Records drawn from a dataset:
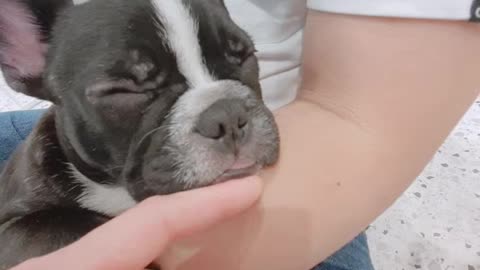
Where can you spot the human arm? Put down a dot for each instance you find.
(379, 97)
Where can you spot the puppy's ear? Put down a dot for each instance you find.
(25, 26)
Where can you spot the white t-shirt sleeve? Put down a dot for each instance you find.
(426, 9)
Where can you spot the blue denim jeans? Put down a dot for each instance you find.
(15, 127)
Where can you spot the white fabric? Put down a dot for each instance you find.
(427, 9)
(277, 29)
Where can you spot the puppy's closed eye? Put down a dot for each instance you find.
(124, 95)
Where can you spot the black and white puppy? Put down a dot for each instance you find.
(150, 97)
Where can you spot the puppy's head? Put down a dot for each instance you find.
(160, 95)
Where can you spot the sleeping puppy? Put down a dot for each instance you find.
(150, 97)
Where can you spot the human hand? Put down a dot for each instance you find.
(136, 238)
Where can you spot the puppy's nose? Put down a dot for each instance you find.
(226, 120)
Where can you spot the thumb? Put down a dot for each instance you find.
(134, 239)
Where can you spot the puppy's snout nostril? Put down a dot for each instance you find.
(242, 122)
(226, 120)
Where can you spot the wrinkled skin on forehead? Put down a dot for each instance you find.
(126, 89)
(150, 97)
(130, 92)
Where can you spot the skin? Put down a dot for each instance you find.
(161, 219)
(379, 96)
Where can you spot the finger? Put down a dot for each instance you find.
(136, 238)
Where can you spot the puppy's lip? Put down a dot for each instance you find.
(239, 170)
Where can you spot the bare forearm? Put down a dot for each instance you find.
(379, 98)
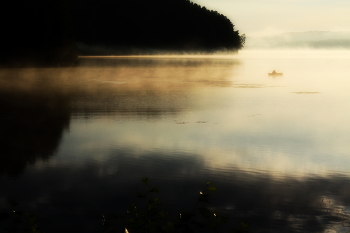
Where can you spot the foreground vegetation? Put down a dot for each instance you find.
(145, 217)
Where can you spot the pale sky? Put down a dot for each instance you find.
(267, 17)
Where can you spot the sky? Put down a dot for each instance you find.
(270, 17)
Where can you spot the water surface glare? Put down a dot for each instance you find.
(77, 141)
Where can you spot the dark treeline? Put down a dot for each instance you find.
(56, 32)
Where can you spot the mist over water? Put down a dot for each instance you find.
(77, 141)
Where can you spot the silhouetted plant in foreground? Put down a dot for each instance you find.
(149, 217)
(145, 217)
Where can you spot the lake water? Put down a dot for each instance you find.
(76, 142)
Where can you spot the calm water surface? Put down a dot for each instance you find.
(75, 142)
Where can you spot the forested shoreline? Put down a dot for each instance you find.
(54, 33)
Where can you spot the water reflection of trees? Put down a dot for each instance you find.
(32, 124)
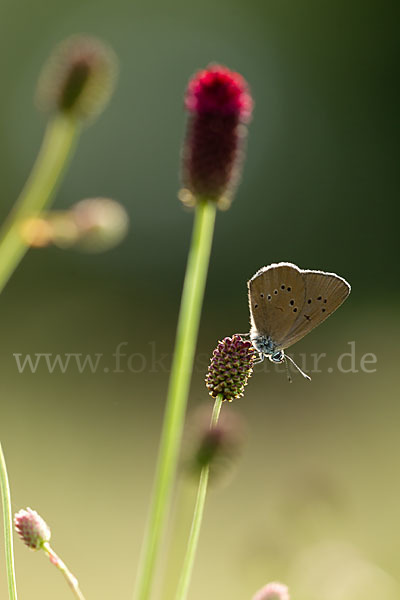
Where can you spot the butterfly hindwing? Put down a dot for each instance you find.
(324, 293)
(276, 296)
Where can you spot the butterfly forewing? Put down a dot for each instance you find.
(324, 293)
(276, 297)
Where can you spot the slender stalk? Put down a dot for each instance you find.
(185, 345)
(187, 568)
(8, 528)
(70, 578)
(56, 149)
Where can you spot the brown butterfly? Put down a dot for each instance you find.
(286, 303)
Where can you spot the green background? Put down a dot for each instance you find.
(315, 498)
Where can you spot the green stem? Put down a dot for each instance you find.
(185, 345)
(8, 528)
(188, 562)
(70, 578)
(57, 146)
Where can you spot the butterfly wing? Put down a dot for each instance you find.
(276, 296)
(324, 293)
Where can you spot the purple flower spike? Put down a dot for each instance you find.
(230, 367)
(32, 529)
(219, 104)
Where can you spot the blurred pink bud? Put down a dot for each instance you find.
(32, 529)
(219, 104)
(273, 591)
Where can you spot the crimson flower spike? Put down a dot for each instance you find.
(220, 105)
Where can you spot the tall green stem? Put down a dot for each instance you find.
(57, 146)
(8, 528)
(188, 562)
(185, 345)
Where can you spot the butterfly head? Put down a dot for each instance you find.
(265, 346)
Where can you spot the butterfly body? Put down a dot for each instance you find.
(287, 302)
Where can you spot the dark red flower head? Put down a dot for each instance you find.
(220, 105)
(219, 91)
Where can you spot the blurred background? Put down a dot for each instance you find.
(314, 500)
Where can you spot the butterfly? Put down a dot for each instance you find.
(287, 302)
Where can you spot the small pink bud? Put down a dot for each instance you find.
(230, 367)
(32, 529)
(219, 104)
(273, 591)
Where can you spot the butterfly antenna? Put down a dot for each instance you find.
(287, 370)
(297, 367)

→ **The problem**: Reproduce every line above exactly, pictures excluded.

→ **Written solution**:
Where can you spot the human arm? Put down a dot for each instance you find.
(379, 97)
Where can you spot the puppy's ear? Put down a dot for each instance you find.
(25, 26)
Where can you spot the white t-shirt sleeve? Put down a dot for each instance you find.
(426, 9)
Where can you spot the blue denim jeans? Put down a dot for each instance you find.
(15, 127)
Where can you spot the white fabric? Put down a dot for each instance you find.
(427, 9)
(277, 29)
Where can you spot the puppy's closed eye? Put down a dot for each instance you find.
(124, 95)
Where can you spot the black and white puppy? Put down a dot for each instance you find.
(150, 97)
Where can you spot the puppy's head? Put down a dot for each instance you find.
(160, 95)
Where can you spot the sleeping puppy? Put down a dot for each instance you find.
(150, 97)
Where can you spot the human hand? Put down a dot for each instance you find.
(136, 238)
Where can you spot the puppy's nose? Put down a dot for each instance you find.
(226, 120)
Where can you spot the thumb? Put down a dot for each instance you find.
(134, 239)
Where can you spot the puppy's snout nostril? Put down a dot for each instance you find.
(242, 122)
(226, 120)
Where can you spot the wrinkled skin on forehead? Put down a dot for each instance you find.
(126, 89)
(150, 97)
(130, 92)
Where can you spot the skin? Put down a dot for each instance you find.
(161, 219)
(379, 96)
Where can you spot the finger? Put down a dot for each instance you find.
(136, 238)
Where can you spot the puppy's lip? Put down a dot for each instance you find.
(239, 170)
Where can you spot the bare forearm? Put down a dot for each instance you find.
(379, 98)
Where can you spot the foreground vegetation? Put down a dot for each instance you find.
(145, 217)
Where can you spot the pale sky? Put down a dot for each instance you find.
(267, 17)
Where can you spot the sky? Put down a dot for each instance you find.
(270, 17)
Where can you spot the water surface glare? Put down a dot for each instance you find.
(77, 141)
Where can you spot the dark treeline? Put down a dot for each instance you find.
(56, 32)
Where can you spot the mist over water? Put down a dot for each instance you find.
(77, 141)
Where can you spot the silhouetted plant in foreground? Put down a dot for each instance you find.
(149, 217)
(145, 217)
Where can you spot the lake water? Put down a dot for each instance you find.
(76, 142)
Where can you spot the calm water surface? Put down a dot for each instance you find.
(75, 142)
Where can you spot the forested shoreline? Put down a dot for each instance you find.
(54, 33)
Where can you spot the water reflection of trees? Put down a dot for each instance you find.
(32, 124)
Where can you spot the butterfly hindwing? Put down a dot for each instance you find.
(324, 293)
(276, 296)
Where can you spot the butterfly forewing? Put down a dot for each instance you find.
(324, 293)
(276, 297)
Where can you spot the slender stalk? Put down a dot for each instance you find.
(185, 345)
(187, 568)
(8, 528)
(70, 578)
(56, 149)
Where can you spot the brown butterfly? Put down a dot for each instance you find.
(286, 303)
Where can you spot the green background? Put down a dot for each instance you find.
(315, 498)
Where can you spot the green stem? Put down a dot for each instance you find.
(185, 345)
(8, 528)
(188, 562)
(70, 578)
(57, 146)
Where can you spot the butterfly wing? Put down a dot for each instance you find.
(276, 296)
(324, 293)
Where can you spot the purple flower spike? Put down a dot for each instance you find.
(230, 367)
(32, 529)
(219, 104)
Where can you spot the blurred pink bud? Put down a dot for each instance you find.
(32, 529)
(219, 104)
(273, 591)
Where can you spot the crimson flower spike? Put down a dot for each instance you find.
(220, 105)
Where can you spot the tall green stem? Put down a dot for each instance you find.
(57, 146)
(8, 528)
(188, 562)
(185, 345)
Where can you spot the butterfly head? Put down a dot for each instance you find.
(265, 346)
Where can you spot the butterfly body? Put down a dot for each instance you find.
(287, 302)
Where can you spot the dark red flower head? Put down a dot for each instance you find.
(220, 105)
(219, 91)
Where can you spot the blurred background? Put down a dot for each instance you find.
(314, 500)
Where can you spot the butterfly? Put down a dot for each instance you find.
(287, 302)
Where can you spot the small pink bud? Put down a dot for each instance you find.
(230, 367)
(32, 529)
(219, 104)
(273, 591)
Where can you spot the butterfly antenna? Put down a dot for each instance you find.
(287, 370)
(297, 367)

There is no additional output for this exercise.